# What to do
Find each line in the entries below that contains the word "window", matching case exactly, and copy those lines out.

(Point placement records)
------------------------

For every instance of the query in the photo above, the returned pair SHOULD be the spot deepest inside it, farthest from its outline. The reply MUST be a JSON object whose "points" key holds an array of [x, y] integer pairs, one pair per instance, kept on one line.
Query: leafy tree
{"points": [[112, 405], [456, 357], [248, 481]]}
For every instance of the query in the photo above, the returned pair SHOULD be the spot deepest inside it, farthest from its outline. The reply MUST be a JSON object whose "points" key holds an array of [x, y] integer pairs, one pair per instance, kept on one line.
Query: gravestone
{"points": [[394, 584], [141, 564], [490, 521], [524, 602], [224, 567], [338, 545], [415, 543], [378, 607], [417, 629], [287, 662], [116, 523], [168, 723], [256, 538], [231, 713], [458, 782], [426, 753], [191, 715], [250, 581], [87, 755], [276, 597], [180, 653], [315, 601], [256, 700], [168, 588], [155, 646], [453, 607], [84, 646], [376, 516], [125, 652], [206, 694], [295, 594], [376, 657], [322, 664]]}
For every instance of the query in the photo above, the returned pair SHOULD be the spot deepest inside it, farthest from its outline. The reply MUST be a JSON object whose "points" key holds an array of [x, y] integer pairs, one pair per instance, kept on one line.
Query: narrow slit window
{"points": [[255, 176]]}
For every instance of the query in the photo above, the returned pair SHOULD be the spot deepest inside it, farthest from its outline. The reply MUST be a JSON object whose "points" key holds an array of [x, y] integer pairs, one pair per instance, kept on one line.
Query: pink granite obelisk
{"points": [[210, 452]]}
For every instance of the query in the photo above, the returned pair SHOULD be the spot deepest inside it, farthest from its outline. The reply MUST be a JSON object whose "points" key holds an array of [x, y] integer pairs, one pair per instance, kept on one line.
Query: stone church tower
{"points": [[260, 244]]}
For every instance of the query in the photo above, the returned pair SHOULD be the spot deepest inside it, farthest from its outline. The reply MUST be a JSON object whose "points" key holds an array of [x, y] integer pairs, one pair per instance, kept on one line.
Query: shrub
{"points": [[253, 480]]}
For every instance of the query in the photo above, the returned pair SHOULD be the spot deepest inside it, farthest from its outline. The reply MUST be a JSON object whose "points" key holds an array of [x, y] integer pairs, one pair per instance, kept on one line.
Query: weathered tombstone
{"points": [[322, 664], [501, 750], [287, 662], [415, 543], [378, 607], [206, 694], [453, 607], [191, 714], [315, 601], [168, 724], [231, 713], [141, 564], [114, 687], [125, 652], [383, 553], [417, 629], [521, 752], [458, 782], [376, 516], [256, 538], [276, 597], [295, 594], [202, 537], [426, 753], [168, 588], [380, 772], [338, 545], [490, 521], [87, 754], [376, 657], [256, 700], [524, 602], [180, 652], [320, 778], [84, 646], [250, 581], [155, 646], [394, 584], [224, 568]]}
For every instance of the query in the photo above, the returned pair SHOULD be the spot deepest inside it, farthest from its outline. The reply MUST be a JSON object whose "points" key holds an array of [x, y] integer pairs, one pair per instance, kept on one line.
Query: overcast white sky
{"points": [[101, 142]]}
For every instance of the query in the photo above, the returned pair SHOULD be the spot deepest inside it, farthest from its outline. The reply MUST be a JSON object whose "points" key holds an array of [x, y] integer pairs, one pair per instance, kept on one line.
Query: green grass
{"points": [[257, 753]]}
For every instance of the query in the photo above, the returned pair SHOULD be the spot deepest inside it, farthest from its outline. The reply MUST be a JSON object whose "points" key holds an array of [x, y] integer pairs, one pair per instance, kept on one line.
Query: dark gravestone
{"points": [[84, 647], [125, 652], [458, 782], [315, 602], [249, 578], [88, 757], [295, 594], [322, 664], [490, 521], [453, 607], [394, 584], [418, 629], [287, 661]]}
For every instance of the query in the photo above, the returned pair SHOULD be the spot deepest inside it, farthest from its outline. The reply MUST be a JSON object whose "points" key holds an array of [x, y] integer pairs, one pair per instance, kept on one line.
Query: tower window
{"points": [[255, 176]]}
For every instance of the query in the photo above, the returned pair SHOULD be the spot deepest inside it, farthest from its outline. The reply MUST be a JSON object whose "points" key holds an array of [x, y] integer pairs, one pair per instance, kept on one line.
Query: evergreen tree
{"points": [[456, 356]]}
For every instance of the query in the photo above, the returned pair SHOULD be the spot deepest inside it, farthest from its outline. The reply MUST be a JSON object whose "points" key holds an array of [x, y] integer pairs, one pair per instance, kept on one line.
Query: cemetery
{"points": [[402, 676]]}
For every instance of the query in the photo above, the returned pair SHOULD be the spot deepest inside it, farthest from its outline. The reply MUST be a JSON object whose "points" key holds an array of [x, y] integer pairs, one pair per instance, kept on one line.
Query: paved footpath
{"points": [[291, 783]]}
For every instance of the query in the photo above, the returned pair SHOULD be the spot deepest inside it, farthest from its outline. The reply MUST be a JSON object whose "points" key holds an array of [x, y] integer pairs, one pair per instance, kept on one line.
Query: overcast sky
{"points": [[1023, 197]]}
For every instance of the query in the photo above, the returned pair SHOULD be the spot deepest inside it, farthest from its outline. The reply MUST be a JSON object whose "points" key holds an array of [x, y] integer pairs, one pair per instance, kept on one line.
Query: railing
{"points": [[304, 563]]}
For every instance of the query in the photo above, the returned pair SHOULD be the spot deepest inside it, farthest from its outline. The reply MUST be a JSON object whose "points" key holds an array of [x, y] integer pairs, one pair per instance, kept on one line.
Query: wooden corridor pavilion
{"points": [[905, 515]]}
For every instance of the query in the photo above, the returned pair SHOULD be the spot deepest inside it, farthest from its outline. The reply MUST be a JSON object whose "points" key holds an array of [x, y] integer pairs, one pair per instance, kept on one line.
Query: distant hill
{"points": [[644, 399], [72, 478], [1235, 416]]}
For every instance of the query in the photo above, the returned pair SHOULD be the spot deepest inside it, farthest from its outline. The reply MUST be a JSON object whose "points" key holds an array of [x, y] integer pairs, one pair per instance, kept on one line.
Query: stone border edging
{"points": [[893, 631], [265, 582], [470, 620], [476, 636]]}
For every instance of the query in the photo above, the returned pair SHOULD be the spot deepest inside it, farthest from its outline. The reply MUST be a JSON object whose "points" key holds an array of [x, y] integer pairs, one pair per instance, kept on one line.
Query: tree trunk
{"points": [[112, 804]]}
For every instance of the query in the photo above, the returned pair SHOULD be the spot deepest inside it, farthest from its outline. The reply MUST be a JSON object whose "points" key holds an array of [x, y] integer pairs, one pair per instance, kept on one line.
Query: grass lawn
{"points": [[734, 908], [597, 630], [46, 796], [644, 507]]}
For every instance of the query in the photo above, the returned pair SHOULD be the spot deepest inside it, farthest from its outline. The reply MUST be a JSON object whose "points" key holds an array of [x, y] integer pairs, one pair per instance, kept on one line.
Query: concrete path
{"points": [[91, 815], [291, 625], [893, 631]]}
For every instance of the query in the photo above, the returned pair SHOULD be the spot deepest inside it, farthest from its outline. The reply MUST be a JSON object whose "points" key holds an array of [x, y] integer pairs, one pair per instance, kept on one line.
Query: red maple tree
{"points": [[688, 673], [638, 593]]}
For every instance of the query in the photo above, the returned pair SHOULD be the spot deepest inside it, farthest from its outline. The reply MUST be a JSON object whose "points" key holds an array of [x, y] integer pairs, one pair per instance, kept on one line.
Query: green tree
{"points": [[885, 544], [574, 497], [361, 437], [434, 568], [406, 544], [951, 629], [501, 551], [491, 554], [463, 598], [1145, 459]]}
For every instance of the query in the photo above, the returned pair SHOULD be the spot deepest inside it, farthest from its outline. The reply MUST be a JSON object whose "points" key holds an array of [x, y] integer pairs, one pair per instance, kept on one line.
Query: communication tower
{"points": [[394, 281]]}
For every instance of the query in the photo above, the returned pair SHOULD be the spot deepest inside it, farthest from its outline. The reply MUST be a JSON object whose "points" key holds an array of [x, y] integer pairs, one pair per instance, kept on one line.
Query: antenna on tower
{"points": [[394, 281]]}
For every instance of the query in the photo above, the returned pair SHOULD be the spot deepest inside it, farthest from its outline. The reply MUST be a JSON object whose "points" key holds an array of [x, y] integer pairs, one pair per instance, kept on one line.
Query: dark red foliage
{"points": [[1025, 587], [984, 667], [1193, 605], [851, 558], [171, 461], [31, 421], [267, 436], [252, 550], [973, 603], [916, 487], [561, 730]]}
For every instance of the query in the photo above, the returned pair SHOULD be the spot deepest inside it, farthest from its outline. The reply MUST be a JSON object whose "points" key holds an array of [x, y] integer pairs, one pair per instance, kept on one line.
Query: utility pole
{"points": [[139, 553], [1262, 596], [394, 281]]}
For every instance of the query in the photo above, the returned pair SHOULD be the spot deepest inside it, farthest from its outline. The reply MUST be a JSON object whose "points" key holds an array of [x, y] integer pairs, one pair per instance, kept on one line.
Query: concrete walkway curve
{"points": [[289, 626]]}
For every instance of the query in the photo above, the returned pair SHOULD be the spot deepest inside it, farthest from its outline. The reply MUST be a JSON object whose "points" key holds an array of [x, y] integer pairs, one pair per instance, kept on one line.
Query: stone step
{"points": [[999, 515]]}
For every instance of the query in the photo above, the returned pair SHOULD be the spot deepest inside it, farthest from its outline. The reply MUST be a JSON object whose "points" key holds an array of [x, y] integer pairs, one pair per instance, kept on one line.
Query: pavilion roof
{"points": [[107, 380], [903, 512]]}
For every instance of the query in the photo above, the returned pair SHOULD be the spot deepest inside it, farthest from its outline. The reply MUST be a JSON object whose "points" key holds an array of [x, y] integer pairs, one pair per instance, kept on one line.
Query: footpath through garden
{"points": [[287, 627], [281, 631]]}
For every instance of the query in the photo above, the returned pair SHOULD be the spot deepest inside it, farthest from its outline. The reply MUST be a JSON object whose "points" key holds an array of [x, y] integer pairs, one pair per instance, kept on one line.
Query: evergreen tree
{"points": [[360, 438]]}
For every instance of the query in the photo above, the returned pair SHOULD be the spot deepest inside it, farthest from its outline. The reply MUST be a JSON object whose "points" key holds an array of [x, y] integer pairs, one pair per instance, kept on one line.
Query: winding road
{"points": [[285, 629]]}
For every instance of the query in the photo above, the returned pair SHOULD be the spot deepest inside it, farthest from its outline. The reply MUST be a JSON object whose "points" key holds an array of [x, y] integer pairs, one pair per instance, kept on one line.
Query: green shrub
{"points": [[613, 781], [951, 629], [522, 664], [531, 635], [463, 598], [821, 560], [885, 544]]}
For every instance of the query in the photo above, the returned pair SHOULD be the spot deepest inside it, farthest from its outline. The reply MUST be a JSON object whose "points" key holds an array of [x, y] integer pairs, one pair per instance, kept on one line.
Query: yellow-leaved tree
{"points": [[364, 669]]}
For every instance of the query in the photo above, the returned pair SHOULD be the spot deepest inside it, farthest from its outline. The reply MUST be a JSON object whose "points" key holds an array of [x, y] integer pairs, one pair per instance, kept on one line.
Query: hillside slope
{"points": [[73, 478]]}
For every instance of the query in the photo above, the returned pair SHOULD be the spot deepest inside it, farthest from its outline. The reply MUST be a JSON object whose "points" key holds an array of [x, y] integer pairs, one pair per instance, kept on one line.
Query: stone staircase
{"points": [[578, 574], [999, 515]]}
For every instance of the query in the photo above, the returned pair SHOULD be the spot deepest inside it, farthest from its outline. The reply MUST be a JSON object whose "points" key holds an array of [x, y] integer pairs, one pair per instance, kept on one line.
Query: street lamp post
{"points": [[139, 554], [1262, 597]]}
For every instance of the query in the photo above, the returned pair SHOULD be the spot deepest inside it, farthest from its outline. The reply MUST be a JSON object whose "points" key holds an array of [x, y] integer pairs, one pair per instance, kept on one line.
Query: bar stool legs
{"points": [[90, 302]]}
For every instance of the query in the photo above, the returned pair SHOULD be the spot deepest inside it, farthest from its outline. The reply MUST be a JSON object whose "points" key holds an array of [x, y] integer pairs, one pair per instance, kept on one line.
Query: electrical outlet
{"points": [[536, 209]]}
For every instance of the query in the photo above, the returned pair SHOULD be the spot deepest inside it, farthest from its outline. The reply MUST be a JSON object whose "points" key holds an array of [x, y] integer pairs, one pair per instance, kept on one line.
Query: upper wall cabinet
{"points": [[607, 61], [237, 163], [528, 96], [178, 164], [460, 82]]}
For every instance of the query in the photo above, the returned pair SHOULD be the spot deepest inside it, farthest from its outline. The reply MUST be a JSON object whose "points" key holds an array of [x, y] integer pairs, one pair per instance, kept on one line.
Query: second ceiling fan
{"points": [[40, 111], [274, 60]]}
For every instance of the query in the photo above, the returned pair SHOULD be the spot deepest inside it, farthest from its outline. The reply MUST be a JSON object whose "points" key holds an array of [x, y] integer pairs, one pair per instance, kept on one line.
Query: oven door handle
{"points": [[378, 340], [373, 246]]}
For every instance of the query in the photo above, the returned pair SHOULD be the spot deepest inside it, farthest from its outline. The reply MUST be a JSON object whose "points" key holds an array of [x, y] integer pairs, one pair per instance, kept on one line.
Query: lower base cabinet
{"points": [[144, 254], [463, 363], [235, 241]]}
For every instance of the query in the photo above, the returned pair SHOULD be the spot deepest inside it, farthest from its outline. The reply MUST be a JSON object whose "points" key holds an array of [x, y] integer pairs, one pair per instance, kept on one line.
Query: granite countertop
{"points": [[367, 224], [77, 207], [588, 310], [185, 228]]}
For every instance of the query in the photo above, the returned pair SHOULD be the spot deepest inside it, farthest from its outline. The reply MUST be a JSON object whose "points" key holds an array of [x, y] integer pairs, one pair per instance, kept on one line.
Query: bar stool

------------------------

# Complete response
Query: narrow slit window
Query: tower window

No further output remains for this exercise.